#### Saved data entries
━━━━━━━━━━━━━━━━━━━━

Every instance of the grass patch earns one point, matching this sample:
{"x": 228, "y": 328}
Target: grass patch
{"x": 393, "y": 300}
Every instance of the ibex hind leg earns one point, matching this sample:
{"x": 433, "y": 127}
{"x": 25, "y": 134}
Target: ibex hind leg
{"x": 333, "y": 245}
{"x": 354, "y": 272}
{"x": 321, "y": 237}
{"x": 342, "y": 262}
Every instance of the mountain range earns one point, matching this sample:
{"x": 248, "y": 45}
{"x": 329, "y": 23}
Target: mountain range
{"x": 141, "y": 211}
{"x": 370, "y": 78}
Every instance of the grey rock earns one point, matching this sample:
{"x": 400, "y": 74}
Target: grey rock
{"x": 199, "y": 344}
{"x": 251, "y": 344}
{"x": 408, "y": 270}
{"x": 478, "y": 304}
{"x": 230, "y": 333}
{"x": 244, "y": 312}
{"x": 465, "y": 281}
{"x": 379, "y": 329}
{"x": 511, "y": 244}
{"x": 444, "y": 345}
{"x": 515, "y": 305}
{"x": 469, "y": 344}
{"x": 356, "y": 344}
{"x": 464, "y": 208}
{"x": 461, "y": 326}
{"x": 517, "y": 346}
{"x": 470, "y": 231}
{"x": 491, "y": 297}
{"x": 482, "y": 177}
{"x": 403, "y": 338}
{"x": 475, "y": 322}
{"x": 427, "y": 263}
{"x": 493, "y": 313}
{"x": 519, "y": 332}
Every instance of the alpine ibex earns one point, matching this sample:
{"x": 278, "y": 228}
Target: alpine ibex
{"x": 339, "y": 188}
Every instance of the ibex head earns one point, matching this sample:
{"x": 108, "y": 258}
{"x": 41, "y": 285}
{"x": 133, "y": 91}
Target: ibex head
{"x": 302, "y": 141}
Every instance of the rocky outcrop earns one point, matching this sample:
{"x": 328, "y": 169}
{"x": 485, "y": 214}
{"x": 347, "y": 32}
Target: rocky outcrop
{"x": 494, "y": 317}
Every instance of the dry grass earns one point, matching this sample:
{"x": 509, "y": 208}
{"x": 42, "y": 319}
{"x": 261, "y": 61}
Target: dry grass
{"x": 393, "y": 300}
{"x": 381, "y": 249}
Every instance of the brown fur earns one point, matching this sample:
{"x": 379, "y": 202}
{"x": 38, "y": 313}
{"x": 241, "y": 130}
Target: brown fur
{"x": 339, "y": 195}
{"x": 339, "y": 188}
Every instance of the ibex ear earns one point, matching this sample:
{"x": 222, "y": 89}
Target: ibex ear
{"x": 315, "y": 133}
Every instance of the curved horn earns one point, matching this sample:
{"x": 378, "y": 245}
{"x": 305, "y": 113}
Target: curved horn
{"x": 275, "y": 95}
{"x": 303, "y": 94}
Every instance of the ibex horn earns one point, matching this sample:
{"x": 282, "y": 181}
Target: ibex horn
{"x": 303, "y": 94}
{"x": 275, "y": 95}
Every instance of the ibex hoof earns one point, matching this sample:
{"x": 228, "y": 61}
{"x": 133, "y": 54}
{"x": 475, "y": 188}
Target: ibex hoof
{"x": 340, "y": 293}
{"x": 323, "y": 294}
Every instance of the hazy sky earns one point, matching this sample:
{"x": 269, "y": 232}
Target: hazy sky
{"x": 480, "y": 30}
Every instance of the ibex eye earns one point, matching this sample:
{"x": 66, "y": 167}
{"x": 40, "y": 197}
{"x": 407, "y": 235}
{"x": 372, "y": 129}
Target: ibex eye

━━━━━━━━━━━━━━━━━━━━

Only the line that contains "Every instance of the ibex horn" and the lines after it, through the end of the data above, are to be repeated exactly.

#### SOLUTION FOR THIS EXERCISE
Every instance of the ibex horn earns one point, matching this sample:
{"x": 282, "y": 181}
Target: ibex horn
{"x": 303, "y": 94}
{"x": 275, "y": 95}
Every instance of the ibex hoof earns one point, matching this sample:
{"x": 228, "y": 61}
{"x": 133, "y": 54}
{"x": 475, "y": 188}
Target: ibex hoof
{"x": 340, "y": 293}
{"x": 323, "y": 294}
Every instance of the hazy sky earns one point, matching this sample:
{"x": 269, "y": 232}
Target: hazy sky
{"x": 480, "y": 30}
Every instance of the ibex eye earns one point, matching this sample:
{"x": 66, "y": 167}
{"x": 40, "y": 197}
{"x": 407, "y": 235}
{"x": 372, "y": 129}
Target: ibex eye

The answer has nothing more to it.